§ Directions for this task: The whole listing is to be set down again without alteration.

↓

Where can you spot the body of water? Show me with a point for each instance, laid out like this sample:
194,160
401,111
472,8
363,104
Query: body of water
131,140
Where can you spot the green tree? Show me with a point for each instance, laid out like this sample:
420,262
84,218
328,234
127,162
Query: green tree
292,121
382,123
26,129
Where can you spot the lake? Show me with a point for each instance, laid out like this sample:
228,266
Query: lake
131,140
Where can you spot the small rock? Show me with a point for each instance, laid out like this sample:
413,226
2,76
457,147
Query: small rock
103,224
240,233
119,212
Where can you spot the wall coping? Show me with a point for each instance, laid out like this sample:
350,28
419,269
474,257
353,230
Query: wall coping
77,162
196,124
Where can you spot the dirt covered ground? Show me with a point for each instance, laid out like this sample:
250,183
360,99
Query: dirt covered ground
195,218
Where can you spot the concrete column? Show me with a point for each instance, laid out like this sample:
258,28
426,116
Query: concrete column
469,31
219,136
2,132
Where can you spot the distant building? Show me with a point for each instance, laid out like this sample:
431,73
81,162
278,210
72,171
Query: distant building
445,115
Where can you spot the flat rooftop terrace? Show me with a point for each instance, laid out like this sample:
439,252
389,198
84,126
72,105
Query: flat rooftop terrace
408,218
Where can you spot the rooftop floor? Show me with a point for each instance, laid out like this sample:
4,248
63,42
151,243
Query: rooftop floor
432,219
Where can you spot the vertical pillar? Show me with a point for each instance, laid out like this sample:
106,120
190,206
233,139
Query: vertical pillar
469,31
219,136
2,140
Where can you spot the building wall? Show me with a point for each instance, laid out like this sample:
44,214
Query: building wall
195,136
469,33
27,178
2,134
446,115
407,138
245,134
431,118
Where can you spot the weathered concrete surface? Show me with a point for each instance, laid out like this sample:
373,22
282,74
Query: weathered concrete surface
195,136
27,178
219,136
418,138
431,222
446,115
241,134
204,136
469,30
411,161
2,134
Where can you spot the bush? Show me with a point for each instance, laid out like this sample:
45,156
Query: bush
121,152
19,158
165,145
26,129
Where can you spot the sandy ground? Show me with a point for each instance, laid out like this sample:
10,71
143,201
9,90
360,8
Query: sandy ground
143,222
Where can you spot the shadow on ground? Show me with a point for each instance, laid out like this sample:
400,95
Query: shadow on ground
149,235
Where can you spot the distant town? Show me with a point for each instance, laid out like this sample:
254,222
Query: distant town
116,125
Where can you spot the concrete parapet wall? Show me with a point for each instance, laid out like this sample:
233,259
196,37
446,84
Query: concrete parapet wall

↑

§ Exercise output:
Where can you spot the body of water? Show me with a point for each instance, laid out like this sample:
194,160
401,111
472,8
363,104
Query: body of water
131,140
Where can you spot the green tree? Show me with a point for each instance, laid out like this sample:
420,262
84,218
328,234
127,162
Query: green tree
292,121
382,123
26,129
Where can you spot the lake? Show me with a point for each instance, laid out like this sample:
228,266
Query: lake
131,140
Where can you spot the small rock? Show me with a point for each instance, laid out like this sample:
413,226
2,76
457,147
Query: small rock
103,224
240,233
119,212
Where can you spot the wall coping? Show me with a point for each instance, laid out like this sample:
350,28
419,269
474,257
353,230
Query: wall coping
77,162
196,124
Where can you spot the dirt covered ground? Show me with a point for each instance, laid out like this sample:
250,183
360,99
Query: dirt covered ground
195,218
Where can you spot the concrete column? Show me with a point for each instance, laid out like this sample:
258,28
426,116
Query: concrete column
469,31
219,136
2,132
Where can you spot the distant building? Show me with a point for each instance, laid out like this sample:
431,73
81,162
278,210
72,171
Query: distant building
445,115
Where can you spot the flat rooftop terrace? Show me with a point for each instance, laid out like this sample:
439,252
389,198
84,126
72,105
Query: flat rooftop terrace
408,218
Where can you spot the rooftop floor? Show me with a point for each instance, laid out like this sample:
4,248
63,42
151,243
Query: rooftop floor
432,219
Where can you spot the vertical pillar? Show me with a point for each instance, laid out like this sample:
106,120
190,206
233,139
Query: vertical pillar
469,31
219,136
2,140
Where can you spot the building wall? Show me with a point for each instance, laid out like this sample:
44,214
Query: building wall
195,136
469,33
27,178
2,134
446,115
407,138
245,134
431,118
Where can you spot the weathered concrete surface? Show me with a point for each instance, laid out like this sample:
373,22
282,74
Query: weathered concrete surface
195,136
27,178
219,136
418,138
431,222
446,115
241,134
204,136
469,30
411,161
2,134
Where can you spot the bush? Show me with a point for each instance, laid out like this sample:
45,156
Query: bush
121,152
19,158
165,145
26,129
Where can you spot the sandy ground? Show me with a point for each instance, laid out like this sample:
10,71
143,201
9,90
360,8
Query: sandy ground
143,222
Where can you spot the shadow on ground? Show me with a point for each instance, laid out like this sample:
400,95
Query: shadow on ground
149,235
Where can you spot the distant town? Show me with a point for each instance, laid out like this sample:
254,222
Query: distant town
116,125
Where can you spot the concrete parapet wall? Show me with a point for each instance, laid out like this sample:
233,259
196,37
446,84
Query: concrete parapet wall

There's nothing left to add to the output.